Problem statement » Substitute "tomato sauce" for "red ketchup" in the lines from the first one through the line containing "[121,251,183,302]", keeping everything else unchanged. Reproduce only those lines, without the pictures.

*** Provided material

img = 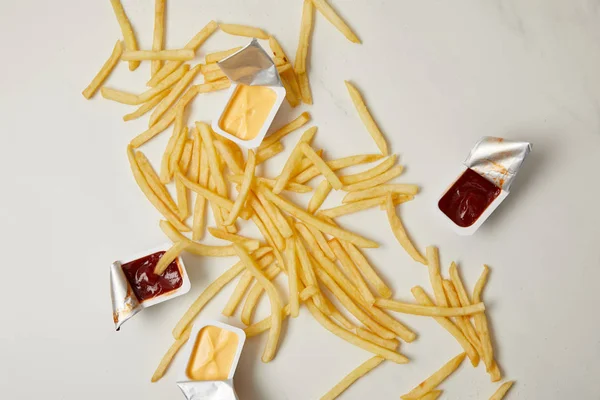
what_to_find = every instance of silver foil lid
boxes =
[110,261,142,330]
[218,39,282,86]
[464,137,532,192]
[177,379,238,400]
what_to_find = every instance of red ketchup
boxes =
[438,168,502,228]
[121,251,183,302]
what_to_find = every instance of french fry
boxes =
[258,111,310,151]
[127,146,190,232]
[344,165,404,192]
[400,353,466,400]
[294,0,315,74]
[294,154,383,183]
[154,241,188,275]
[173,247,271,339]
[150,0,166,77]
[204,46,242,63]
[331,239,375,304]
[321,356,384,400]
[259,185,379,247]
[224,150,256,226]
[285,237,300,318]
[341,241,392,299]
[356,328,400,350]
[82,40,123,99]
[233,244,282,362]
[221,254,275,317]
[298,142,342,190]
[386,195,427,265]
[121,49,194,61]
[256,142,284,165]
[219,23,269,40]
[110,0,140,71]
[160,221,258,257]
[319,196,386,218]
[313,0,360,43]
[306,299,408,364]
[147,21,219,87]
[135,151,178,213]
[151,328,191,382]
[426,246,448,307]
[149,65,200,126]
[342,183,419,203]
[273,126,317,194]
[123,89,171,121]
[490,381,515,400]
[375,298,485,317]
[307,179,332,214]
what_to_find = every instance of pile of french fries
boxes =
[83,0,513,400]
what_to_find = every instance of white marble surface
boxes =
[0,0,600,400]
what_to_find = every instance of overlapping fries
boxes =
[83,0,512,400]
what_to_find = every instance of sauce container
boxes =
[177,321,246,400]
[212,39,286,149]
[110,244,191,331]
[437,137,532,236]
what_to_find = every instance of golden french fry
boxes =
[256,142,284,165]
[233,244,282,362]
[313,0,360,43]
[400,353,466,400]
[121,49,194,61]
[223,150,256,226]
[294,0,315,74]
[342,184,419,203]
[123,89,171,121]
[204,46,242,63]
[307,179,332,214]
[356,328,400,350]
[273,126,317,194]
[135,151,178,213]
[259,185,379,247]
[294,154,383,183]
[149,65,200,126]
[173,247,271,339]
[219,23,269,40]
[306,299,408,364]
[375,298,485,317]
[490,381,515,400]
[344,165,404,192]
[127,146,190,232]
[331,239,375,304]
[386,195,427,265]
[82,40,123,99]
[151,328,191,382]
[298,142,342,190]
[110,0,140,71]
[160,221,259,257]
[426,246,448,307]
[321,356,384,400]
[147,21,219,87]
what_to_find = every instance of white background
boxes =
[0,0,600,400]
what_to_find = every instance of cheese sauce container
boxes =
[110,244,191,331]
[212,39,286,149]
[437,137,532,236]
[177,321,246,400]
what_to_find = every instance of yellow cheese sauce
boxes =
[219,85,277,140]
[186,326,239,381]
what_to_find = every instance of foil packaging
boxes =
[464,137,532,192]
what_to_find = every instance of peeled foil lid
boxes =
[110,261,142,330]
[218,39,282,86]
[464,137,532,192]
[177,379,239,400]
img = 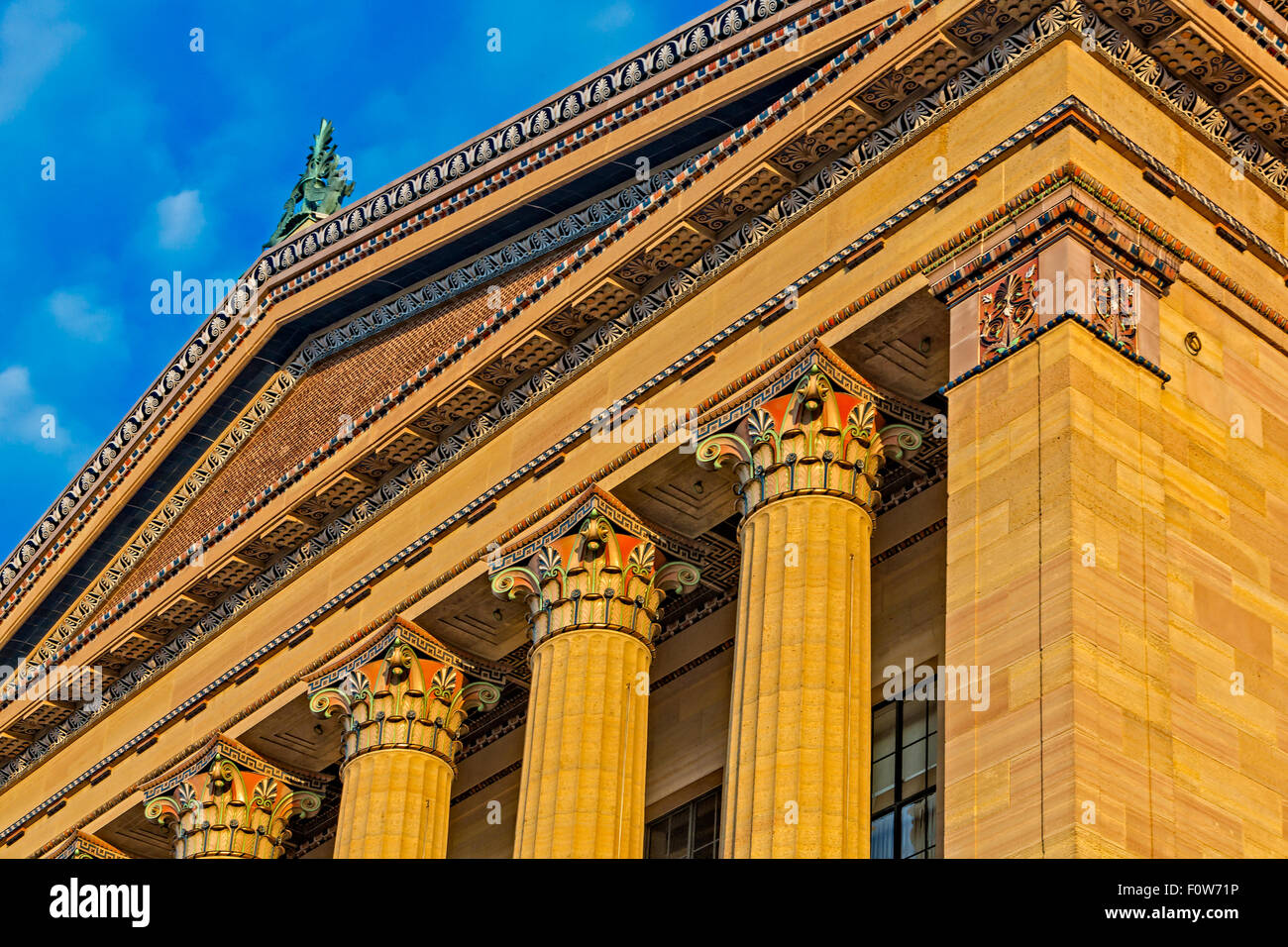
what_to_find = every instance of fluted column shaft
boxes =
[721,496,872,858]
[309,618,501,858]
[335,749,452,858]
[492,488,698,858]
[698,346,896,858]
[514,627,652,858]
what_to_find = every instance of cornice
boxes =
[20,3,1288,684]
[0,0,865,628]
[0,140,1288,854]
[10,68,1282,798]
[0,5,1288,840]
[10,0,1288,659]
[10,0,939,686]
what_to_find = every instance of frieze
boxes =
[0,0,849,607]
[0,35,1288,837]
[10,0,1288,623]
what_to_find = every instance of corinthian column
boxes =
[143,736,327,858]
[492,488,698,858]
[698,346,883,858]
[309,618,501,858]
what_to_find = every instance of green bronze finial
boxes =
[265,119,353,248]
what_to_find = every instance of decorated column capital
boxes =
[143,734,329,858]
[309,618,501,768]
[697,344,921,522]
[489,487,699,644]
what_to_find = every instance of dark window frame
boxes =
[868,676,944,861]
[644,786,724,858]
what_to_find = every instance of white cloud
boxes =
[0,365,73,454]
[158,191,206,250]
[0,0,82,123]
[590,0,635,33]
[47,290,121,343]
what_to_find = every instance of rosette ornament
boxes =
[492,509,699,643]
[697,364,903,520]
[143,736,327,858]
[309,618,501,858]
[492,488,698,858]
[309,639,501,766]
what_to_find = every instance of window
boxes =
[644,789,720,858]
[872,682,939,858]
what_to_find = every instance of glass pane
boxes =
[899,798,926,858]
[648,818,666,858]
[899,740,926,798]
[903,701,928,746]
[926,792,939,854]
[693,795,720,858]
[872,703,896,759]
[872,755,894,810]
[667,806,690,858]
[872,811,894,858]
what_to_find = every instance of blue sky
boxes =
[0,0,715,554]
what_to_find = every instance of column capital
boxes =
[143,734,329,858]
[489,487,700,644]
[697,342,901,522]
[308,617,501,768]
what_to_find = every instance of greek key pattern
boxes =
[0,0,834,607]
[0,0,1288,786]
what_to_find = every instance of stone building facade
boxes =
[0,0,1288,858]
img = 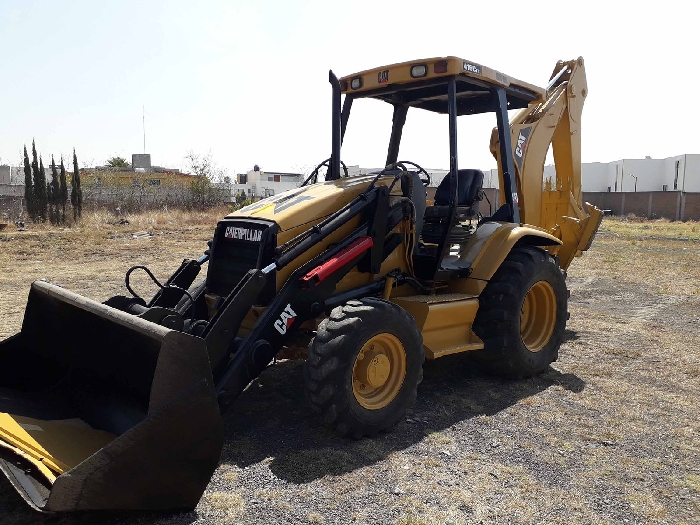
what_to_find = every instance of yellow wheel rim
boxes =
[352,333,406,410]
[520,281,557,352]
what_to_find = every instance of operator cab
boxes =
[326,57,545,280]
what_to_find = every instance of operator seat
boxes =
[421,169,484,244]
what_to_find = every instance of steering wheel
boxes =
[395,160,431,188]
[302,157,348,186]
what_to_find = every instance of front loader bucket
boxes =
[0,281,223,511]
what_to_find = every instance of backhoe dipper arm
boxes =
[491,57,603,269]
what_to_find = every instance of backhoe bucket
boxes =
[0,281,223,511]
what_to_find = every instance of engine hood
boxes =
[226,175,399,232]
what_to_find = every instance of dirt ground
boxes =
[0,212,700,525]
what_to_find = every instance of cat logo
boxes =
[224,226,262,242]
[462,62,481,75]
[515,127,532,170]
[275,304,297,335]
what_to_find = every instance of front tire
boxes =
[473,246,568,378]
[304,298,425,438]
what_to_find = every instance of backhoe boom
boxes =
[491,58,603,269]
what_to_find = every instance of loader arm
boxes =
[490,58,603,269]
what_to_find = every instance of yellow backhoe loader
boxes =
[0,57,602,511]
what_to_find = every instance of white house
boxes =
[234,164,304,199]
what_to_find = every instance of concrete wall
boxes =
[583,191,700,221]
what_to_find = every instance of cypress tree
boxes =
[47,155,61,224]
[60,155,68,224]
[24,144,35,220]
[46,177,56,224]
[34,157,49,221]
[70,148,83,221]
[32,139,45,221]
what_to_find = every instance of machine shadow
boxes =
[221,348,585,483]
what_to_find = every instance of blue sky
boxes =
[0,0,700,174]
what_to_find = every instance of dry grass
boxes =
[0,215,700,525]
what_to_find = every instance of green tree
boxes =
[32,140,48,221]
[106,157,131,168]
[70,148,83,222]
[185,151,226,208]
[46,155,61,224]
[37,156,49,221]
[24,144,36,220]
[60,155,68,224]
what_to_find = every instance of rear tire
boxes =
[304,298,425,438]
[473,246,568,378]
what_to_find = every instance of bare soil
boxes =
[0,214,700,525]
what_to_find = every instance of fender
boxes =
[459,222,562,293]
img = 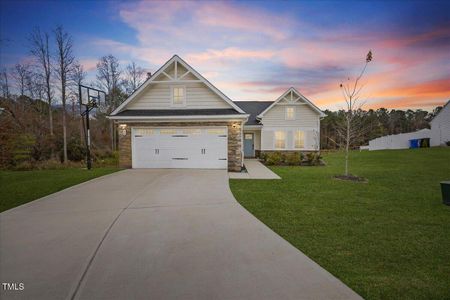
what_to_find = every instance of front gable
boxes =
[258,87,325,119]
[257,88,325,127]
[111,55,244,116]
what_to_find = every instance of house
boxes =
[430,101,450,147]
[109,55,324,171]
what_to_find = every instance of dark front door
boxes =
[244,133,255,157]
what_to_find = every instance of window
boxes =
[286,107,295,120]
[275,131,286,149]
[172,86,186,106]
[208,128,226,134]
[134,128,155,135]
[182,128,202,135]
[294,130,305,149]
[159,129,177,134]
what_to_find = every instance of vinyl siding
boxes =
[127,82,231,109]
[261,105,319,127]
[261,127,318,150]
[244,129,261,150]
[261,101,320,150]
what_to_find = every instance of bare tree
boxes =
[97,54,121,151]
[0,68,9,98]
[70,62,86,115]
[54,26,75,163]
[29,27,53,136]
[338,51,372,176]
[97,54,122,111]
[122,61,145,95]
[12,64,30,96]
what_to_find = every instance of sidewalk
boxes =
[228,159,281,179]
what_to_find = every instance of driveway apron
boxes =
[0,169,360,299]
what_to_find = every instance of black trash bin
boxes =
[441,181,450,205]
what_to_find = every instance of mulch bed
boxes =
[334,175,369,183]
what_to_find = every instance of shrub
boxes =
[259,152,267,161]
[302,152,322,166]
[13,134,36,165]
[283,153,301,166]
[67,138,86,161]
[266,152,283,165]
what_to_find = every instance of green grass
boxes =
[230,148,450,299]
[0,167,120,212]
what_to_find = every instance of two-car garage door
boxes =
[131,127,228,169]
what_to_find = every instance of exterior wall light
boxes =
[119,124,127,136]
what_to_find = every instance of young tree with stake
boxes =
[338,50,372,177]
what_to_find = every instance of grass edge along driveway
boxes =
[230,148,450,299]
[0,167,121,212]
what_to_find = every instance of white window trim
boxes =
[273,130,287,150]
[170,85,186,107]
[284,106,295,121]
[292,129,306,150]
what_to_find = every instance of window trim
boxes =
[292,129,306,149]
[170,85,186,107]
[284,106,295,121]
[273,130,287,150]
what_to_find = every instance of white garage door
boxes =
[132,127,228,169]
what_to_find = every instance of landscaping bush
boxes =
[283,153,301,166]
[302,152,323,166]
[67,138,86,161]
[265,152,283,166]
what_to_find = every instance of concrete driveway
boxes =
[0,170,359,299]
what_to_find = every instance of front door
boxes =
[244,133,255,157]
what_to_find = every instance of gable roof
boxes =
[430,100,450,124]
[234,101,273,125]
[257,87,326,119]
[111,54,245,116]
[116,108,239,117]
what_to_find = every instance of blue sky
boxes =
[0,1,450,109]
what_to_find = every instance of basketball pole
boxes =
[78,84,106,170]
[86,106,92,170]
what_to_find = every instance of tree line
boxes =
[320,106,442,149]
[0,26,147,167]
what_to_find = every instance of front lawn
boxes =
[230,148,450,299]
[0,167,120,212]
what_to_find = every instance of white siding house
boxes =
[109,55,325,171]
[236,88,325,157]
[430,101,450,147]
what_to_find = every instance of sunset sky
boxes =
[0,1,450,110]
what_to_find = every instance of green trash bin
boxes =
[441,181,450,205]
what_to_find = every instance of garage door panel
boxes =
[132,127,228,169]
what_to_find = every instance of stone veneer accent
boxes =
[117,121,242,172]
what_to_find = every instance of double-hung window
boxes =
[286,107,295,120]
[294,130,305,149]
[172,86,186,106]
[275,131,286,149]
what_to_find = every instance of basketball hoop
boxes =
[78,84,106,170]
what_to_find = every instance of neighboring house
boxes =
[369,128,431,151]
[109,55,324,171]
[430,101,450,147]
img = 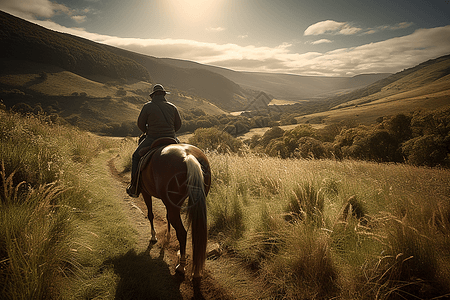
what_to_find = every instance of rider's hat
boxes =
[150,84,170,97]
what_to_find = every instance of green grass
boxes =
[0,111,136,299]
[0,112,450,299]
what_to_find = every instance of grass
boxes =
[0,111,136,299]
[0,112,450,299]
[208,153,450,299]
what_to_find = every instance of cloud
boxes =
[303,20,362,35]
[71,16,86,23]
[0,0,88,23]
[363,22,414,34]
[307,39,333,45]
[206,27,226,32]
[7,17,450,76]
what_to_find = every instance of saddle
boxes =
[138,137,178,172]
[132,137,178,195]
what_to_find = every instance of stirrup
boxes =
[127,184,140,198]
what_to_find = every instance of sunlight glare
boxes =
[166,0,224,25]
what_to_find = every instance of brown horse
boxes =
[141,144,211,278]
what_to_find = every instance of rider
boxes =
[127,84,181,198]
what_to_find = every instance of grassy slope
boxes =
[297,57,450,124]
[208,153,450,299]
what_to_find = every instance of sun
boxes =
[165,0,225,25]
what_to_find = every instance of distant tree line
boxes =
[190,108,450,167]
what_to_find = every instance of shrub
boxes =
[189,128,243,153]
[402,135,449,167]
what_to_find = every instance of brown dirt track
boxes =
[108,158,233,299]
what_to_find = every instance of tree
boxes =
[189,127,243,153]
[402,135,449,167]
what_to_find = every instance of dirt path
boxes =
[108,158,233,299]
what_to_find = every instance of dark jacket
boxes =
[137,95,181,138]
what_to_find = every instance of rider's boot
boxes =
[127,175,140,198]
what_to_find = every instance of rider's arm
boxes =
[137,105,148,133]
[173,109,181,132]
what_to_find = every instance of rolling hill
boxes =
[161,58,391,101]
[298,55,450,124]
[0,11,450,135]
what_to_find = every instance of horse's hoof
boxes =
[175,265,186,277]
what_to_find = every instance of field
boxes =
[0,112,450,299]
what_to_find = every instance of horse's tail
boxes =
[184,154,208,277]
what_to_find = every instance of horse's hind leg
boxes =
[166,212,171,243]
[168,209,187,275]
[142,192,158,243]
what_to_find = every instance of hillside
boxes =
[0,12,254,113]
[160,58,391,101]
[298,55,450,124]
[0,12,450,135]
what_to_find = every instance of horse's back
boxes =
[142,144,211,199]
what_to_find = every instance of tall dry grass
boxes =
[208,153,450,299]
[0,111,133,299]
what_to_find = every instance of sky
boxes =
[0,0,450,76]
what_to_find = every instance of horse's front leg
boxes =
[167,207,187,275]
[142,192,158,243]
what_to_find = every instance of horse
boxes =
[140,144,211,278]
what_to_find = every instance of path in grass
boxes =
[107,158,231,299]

******

Task response »
img = 
what_to_find = every instance of silver foil lid
boxes =
[110,261,142,330]
[218,39,282,86]
[464,137,532,192]
[177,379,238,400]
what_to_find = every instance of tomato sauce
boxes =
[438,168,502,228]
[121,251,183,302]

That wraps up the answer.